| To be done |
Return the material exactly as supplied, apart from the pictures, which are omitted.

| Material for the task |
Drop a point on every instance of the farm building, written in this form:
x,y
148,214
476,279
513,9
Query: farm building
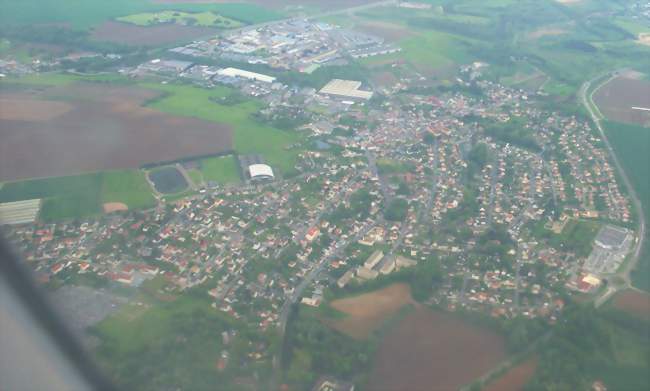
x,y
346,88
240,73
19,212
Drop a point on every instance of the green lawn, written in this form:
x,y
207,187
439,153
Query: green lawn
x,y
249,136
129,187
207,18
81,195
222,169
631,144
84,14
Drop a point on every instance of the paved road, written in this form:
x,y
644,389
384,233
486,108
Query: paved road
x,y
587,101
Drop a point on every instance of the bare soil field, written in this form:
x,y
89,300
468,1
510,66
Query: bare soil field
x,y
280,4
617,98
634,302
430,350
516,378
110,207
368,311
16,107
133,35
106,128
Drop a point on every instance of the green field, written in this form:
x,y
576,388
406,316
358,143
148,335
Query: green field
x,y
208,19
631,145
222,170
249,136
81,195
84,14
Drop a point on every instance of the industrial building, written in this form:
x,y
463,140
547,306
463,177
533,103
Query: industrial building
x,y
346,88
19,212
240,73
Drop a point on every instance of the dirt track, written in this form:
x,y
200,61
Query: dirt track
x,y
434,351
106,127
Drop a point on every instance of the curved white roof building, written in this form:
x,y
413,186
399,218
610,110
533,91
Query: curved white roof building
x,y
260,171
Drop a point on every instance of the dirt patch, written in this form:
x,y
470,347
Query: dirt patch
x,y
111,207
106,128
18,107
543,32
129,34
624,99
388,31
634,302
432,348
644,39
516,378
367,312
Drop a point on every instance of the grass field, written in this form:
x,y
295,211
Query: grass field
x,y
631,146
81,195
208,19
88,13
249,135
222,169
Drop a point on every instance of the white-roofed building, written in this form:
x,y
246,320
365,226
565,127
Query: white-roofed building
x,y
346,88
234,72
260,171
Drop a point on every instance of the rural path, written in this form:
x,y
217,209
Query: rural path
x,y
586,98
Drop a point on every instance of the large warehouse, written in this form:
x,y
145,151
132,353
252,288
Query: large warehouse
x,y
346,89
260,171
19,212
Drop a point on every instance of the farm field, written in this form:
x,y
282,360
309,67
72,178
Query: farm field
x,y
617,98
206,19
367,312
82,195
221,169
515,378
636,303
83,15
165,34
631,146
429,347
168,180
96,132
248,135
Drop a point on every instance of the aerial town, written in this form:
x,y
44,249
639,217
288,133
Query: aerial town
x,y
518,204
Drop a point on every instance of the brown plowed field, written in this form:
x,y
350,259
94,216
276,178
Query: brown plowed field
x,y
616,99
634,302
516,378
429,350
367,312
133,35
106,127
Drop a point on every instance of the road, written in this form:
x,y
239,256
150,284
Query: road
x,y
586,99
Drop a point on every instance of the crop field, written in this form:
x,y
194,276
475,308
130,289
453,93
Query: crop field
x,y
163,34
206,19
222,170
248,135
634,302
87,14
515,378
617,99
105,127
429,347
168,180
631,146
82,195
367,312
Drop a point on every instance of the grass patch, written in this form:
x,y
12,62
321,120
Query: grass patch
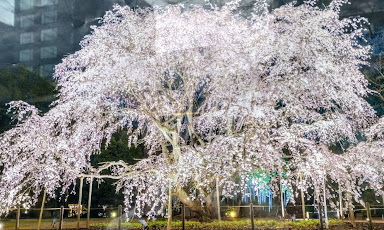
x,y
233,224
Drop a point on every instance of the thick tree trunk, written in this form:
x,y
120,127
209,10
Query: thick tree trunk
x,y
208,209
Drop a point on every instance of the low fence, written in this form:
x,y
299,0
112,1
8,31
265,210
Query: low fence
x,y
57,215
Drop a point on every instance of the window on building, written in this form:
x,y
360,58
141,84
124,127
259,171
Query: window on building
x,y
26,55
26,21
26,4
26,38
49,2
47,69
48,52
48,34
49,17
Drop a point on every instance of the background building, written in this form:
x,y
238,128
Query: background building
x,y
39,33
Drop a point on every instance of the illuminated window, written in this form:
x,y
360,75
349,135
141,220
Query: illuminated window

| Task result |
Drop a point on every instance of the farm building, written in this form:
x,y
148,214
476,279
513,9
Query: farm building
x,y
346,88
240,73
19,212
Drop a point on every instance of the green lawn, written in this form:
x,y
207,187
439,153
Query: green lawn
x,y
249,136
129,187
207,18
81,195
222,169
631,144
84,14
Drop a point on every instance of the paved road, written in this form:
x,y
644,389
384,233
486,108
Query: paved road
x,y
587,101
Drop a point on every instance of the bare soil field, written in this form:
x,y
89,300
468,1
510,66
Query: bare soil field
x,y
280,4
617,98
634,302
430,350
516,378
110,207
368,311
16,107
133,35
106,128
Drop a point on every instance of the green field, written in this form:
x,y
576,388
406,316
358,143
148,335
Query: green field
x,y
208,19
631,145
222,170
249,136
81,195
84,14
Drop a point on every instance of the industrial building, written in this form:
x,y
463,140
547,306
463,177
533,103
Query: industrial building
x,y
346,88
19,212
240,73
Drop a point on every instance of the dirt track, written in this form:
x,y
200,61
Query: dirt track
x,y
434,351
106,127
Drop a point on every instance of the curved white roof building, written in this form:
x,y
413,186
399,218
610,110
533,91
Query: curved white roof building
x,y
260,171
Drop a point on every instance of the dirt patch, written in this form:
x,y
470,347
Query: dirt patch
x,y
111,207
106,128
18,107
543,32
129,34
624,99
388,31
634,302
432,348
644,39
516,378
367,312
Drop a point on every instance of the grass field, written in this form:
x,y
295,211
Query: grass field
x,y
631,146
81,195
208,19
88,13
249,135
222,169
Drop a point on every instance of the white-roofed building, written in this form:
x,y
246,320
365,226
565,127
Query: white-roofed building
x,y
346,88
234,72
260,171
Drop a point on every instance of the rural path, written in this form:
x,y
217,209
Query: rural path
x,y
586,98
Drop a point on every instance of the large warehouse, written in this form:
x,y
145,151
132,353
252,288
Query: large warehouse
x,y
346,89
260,171
19,212
Drop a point on every instance of the farm field, written in this form:
x,y
282,360
309,67
72,178
Query: farm field
x,y
617,98
206,19
367,312
82,195
221,169
515,378
636,303
83,15
165,34
631,146
429,347
168,180
96,132
248,135
Drop a point on every instance of the aerial town, written in this form:
x,y
44,249
639,217
288,133
Query: aerial town
x,y
518,204
Drop a point on every instance of the brown plowed field, written in this form:
x,y
350,259
94,216
276,178
Query: brown plowed field
x,y
616,99
634,302
516,378
429,350
367,312
133,35
106,127
Drop a point on every instance of the road, written in this form:
x,y
239,256
150,284
Query: road
x,y
586,99
Drop a point on every instance of the crop field, written in this form:
x,y
194,276
475,308
130,289
453,93
Query: crop field
x,y
163,34
206,19
222,170
248,135
634,302
87,14
515,378
617,99
105,127
429,347
168,180
631,146
82,195
367,312
Drop a point on every instance of the grass patch, written in this form:
x,y
12,62
321,120
Query: grass patch
x,y
233,224
Drop a point on every instance of the thick tree trunk, written in this form:
x,y
120,127
209,10
Query: thick tree trunk
x,y
208,209
Drop a point on every instance of the low fence, written in this form:
x,y
299,0
112,1
8,31
265,210
Query: low fence
x,y
57,215
Drop a point on every instance of the window on building, written in this form:
x,y
360,58
141,84
124,127
259,171
Query: window on building
x,y
26,55
26,21
26,4
26,38
49,2
47,69
48,52
48,34
49,17
Drop a point on every instance of the background building, written in this form:
x,y
238,128
Query: background building
x,y
39,33
Drop a point on every instance of the illuminated window, written in this form:
x,y
360,75
349,135
141,220
Query: illuminated window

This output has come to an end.